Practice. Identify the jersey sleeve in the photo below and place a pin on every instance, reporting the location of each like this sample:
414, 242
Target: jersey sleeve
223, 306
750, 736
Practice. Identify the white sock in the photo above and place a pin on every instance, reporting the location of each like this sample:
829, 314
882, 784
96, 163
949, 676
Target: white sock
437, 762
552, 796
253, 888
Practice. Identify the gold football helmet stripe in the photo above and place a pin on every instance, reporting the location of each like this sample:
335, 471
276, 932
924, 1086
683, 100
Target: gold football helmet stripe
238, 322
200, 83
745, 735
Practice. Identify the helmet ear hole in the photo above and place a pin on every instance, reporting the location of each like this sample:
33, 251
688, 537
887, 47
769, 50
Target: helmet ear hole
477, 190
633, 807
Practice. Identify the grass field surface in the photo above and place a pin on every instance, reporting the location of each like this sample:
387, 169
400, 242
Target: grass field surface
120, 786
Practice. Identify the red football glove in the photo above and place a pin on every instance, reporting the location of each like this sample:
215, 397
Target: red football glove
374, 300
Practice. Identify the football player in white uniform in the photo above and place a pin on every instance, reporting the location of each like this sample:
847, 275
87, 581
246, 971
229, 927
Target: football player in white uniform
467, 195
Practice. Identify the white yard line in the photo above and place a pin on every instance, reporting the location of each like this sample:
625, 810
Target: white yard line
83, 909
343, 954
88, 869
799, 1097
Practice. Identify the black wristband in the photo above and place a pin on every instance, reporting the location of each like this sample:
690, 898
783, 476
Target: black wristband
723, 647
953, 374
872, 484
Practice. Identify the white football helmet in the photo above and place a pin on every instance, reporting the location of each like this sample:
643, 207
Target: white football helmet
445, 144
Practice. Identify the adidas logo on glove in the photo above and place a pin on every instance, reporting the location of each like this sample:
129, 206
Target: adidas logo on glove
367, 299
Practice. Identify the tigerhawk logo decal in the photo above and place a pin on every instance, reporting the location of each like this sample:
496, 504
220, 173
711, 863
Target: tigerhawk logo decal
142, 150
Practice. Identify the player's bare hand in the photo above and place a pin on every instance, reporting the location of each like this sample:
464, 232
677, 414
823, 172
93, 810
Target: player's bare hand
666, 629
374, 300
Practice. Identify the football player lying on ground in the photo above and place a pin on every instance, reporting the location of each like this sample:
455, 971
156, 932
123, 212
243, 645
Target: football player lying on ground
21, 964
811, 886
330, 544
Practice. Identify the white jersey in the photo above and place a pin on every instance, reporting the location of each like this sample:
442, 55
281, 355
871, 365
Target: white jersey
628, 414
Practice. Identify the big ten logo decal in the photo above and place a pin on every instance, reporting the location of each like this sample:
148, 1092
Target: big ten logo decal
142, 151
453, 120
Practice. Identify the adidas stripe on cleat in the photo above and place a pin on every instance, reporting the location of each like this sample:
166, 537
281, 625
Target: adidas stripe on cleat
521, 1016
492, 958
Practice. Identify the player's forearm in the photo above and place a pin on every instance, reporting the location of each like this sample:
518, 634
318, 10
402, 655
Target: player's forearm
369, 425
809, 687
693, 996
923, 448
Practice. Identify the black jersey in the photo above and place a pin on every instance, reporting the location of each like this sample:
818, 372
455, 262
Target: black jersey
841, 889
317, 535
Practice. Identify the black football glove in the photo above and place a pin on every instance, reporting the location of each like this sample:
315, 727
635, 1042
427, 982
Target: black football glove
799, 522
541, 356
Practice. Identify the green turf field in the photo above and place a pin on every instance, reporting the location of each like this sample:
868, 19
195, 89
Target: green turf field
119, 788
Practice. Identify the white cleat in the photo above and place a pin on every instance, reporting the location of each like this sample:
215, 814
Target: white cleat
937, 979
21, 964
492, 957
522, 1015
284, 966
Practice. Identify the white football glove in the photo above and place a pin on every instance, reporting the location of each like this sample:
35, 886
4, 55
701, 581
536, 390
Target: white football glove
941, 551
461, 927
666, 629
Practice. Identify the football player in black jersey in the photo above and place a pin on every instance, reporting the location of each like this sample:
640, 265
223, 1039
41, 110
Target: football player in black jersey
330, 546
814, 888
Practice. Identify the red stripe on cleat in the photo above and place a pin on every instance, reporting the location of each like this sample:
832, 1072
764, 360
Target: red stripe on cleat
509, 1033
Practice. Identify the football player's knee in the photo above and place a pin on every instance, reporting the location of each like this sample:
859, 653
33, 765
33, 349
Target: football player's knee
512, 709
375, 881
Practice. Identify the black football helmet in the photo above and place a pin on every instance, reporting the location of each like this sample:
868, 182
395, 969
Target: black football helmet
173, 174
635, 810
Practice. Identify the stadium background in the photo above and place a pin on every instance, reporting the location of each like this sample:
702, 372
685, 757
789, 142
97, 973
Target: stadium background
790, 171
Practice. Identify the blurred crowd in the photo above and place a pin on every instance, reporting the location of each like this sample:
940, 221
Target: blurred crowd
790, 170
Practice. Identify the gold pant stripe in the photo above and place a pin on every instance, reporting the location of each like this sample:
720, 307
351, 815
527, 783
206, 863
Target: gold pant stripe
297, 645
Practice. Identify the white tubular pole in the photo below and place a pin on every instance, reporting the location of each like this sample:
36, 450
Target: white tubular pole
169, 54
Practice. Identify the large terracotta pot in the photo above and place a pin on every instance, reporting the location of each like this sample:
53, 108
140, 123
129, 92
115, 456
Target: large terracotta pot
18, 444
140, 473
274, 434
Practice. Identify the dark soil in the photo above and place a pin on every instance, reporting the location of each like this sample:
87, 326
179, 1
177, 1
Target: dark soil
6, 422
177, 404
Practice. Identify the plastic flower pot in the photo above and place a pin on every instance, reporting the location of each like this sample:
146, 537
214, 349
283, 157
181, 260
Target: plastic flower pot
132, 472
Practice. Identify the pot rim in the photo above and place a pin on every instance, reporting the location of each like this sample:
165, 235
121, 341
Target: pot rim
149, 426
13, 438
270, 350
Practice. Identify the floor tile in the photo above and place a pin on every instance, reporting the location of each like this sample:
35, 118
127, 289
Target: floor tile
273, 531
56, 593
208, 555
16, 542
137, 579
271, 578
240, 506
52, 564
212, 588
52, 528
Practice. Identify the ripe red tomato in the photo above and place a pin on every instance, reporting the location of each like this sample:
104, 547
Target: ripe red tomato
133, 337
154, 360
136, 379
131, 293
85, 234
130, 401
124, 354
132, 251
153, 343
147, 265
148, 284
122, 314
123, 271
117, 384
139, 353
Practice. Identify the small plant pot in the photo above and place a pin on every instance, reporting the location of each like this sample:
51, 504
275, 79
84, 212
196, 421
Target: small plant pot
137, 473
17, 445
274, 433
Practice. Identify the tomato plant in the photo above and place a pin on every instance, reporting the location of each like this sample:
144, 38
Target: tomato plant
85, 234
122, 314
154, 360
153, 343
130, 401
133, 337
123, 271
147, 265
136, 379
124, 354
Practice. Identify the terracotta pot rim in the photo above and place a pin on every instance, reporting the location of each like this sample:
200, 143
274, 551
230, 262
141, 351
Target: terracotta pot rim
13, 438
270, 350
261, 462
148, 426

════════════════════

**EXERCISE INSTRUCTIONS:**
Rewrite the lines from the one containing "Practice. Identify the terracotta" through the end of the data, switching "terracotta" to "clay" and leaving everything else unchanged. Give only those lines.

**EXERCISE RESPONSE:**
Practice. Identify the clay pot rim in the photo above and place a pin on every instance, reporting the location of each like this sample:
200, 143
274, 551
230, 262
141, 351
Target: clay pot rim
13, 438
270, 350
261, 462
148, 426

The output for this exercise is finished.